• _STATED EXERCISE A_: Please copy the stretch of the pension reform passage from "A House caucus" through "point next week.", swapping "caucus" for "meeting".
• _STATED EXERCISE B_: According to the pension reform passage, on what day are the Finance Committees of both chambers set to review key amendments?

• _EXTRACT_:
======
The countdown for true movement of the sweeping pension reform bill is now underway at the statehouse as Finance Committees of both the House and Senate are set to review key amendments Wednesday with committee votes possible as soon as Thursday. 

A House caucus on the amended version, or “Sub-A” version of the bill was held Monday and reports indicate explanations of technical changes now proposed for the legislation will be the subject of committee review tomorrow. If the legislation is voted out of the finance committees of both chambers by the end of this week, it would seem the full floor vote would occur at some point next week.
======
• _GIVEN DATA_:
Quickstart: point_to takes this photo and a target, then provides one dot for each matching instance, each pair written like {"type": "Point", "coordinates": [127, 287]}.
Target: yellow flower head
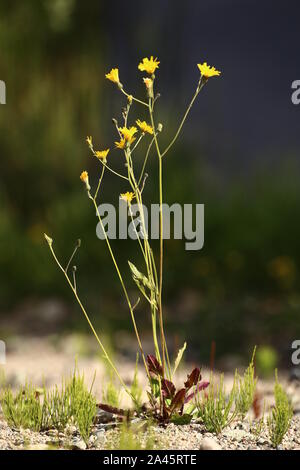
{"type": "Point", "coordinates": [144, 126]}
{"type": "Point", "coordinates": [148, 82]}
{"type": "Point", "coordinates": [127, 197]}
{"type": "Point", "coordinates": [207, 71]}
{"type": "Point", "coordinates": [121, 144]}
{"type": "Point", "coordinates": [128, 134]}
{"type": "Point", "coordinates": [113, 76]}
{"type": "Point", "coordinates": [102, 154]}
{"type": "Point", "coordinates": [85, 179]}
{"type": "Point", "coordinates": [89, 140]}
{"type": "Point", "coordinates": [149, 65]}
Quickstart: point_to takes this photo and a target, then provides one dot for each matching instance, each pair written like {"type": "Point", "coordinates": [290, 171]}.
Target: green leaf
{"type": "Point", "coordinates": [181, 420]}
{"type": "Point", "coordinates": [179, 357]}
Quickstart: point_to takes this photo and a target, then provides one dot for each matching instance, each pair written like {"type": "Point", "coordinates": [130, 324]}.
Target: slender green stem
{"type": "Point", "coordinates": [122, 284]}
{"type": "Point", "coordinates": [161, 238]}
{"type": "Point", "coordinates": [145, 162]}
{"type": "Point", "coordinates": [198, 89]}
{"type": "Point", "coordinates": [90, 323]}
{"type": "Point", "coordinates": [134, 99]}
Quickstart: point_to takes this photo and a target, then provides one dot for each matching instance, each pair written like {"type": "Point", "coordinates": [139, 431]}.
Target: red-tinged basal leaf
{"type": "Point", "coordinates": [193, 378]}
{"type": "Point", "coordinates": [178, 400]}
{"type": "Point", "coordinates": [199, 387]}
{"type": "Point", "coordinates": [168, 388]}
{"type": "Point", "coordinates": [153, 365]}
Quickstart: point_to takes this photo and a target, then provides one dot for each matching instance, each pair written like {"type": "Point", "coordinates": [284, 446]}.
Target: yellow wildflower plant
{"type": "Point", "coordinates": [121, 144]}
{"type": "Point", "coordinates": [127, 197]}
{"type": "Point", "coordinates": [113, 76]}
{"type": "Point", "coordinates": [207, 71]}
{"type": "Point", "coordinates": [144, 127]}
{"type": "Point", "coordinates": [150, 279]}
{"type": "Point", "coordinates": [128, 133]}
{"type": "Point", "coordinates": [89, 140]}
{"type": "Point", "coordinates": [85, 179]}
{"type": "Point", "coordinates": [102, 154]}
{"type": "Point", "coordinates": [149, 65]}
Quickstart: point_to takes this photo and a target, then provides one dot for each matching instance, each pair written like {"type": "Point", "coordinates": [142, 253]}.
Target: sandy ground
======
• _WRITTEN REPLY A_:
A House meeting on the amended version, or “Sub-A” version of the bill was held Monday and reports indicate explanations of technical changes now proposed for the legislation will be the subject of committee review tomorrow. If the legislation is voted out of the finance committees of both chambers by the end of this week, it would seem the full floor vote would occur at some point next week.

• _WRITTEN REPLY B_: Wednesday.